+++ EXCERPT +++
Semantic search over millions of documents, RAG knowledge bases, image similarity search, and recommendation systems.

What is a Vector Database?

A vector database stores embeddings (vectors) and lets you search by semantic similarity:

# Traditional database
SELECT * FROM docs WHERE text LIKE '%machine learning%'

# Vector database
SELECT * FROM docs ORDER BY similarity(embedding, query_embedding) LIMIT 5

The vector database finds items "close" to your query in meaning, not just keyword matches.

Chroma (Local, Open Source)

Best for development, small projects, and local apps.

import chromadb

client = chromadb.Client()
collection = client.create_collection("docs")

# Add documents
collection.add(
    documents=["Python is a programming language",
               "TensorFlow is a machine learning framework",
               "Paris is the capital of France"],
    ids=["1", "2", "3"]
)

# Search by meaning
results = collection.query(
    query_texts=["What language should I use for ML?"],
    n_results=2
)
print(results["documents"])
+++ ROWS +++
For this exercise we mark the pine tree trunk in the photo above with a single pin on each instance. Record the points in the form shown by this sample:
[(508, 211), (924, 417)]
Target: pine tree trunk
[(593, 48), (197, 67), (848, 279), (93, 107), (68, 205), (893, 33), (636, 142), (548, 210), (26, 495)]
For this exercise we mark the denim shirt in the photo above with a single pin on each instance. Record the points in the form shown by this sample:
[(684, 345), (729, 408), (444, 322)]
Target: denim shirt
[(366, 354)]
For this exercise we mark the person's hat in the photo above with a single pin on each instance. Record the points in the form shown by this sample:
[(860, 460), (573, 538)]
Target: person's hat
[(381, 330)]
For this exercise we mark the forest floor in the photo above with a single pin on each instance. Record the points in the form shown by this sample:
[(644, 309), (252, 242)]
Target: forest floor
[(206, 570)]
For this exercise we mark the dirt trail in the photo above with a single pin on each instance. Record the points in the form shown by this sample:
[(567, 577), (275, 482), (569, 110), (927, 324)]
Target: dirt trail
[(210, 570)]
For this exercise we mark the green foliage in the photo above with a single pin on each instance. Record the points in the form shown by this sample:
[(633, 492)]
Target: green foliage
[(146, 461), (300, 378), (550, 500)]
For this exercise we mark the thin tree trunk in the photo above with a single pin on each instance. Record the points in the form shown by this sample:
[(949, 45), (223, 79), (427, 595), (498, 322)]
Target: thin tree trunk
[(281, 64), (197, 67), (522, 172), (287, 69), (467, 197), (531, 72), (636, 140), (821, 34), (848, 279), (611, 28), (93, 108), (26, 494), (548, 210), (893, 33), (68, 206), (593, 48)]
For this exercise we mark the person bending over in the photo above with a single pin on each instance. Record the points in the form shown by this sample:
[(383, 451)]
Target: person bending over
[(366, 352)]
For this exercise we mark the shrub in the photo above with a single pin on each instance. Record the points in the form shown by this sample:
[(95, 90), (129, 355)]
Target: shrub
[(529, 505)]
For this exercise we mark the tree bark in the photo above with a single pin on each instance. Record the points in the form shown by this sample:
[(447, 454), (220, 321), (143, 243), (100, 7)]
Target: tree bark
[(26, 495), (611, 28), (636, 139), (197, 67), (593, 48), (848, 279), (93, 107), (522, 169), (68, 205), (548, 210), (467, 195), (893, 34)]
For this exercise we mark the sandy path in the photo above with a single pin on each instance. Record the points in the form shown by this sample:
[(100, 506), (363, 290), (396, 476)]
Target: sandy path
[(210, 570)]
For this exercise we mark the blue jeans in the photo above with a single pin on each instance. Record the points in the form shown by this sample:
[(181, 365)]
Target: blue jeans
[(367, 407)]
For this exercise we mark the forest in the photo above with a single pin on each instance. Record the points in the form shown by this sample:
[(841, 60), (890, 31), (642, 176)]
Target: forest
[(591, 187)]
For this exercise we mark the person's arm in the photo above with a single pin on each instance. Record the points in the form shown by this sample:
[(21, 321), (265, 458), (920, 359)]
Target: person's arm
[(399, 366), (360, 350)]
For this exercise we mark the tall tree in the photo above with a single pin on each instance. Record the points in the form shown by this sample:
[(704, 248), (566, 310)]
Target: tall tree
+++
*STATED TASK 1*
Extract from the vector database excerpt the passage starting with "A vector database stores" and going on through "(Local, Open Source)".
*STATED TASK 2*
In the vector database excerpt, what is Chroma said to be best for?
*STATED TASK 3*
Proceed with the vector database excerpt from the point where it stops.

*FINAL ANSWER 1*
A vector database stores embeddings (vectors) and lets you search by semantic similarity:

# Traditional database
SELECT * FROM docs WHERE text LIKE '%machine learning%'

# Vector database
SELECT * FROM docs ORDER BY similarity(embedding, query_embedding) LIMIT 5

The vector database finds items "close" to your query in meaning, not just keyword matches.

Chroma (Local, Open Source)

*FINAL ANSWER 2*
Development, small projects, and local apps.

*FINAL ANSWER 3*
Pinecone (Cloud, Managed)

Best for production with large datasets (millions of vectors).

from pinecone import Pinecone

pc = Pinecone(api_key="your-api-key")
index = pc.Index("my-docs")

# Index vectors
index.upsert([
    ("id-1", [0.1, 0.2, ...], {"text": "Python doc content"}),
    ("id-2", [0.3, 0.1, ...], {"text": "TensorFlow doc content"}),
])

# Search
results = index.query(vector=[0.15, 0.18, ...], top_k=2)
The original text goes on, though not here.